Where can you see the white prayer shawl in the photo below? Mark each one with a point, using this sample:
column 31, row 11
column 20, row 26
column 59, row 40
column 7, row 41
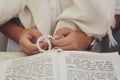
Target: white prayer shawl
column 10, row 9
column 94, row 17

· · · · ·

REQUIRED WORK:
Please set out the lines above as a Markdown table with the columns No. and Line, numbering each row and omitting blank lines. Leave the pictures out of your answer.

RESULT BELOW:
| No. | Line |
|---|---|
| 1 | Where can you see the white prayer shawl in the photo below? Mark each one with a point, using this sample: |
| 2 | column 31, row 11 |
| 3 | column 20, row 26 |
| 4 | column 59, row 40 |
| 5 | column 7, row 41 |
| 6 | Target: white prayer shawl |
| 7 | column 10, row 9 |
| 8 | column 94, row 17 |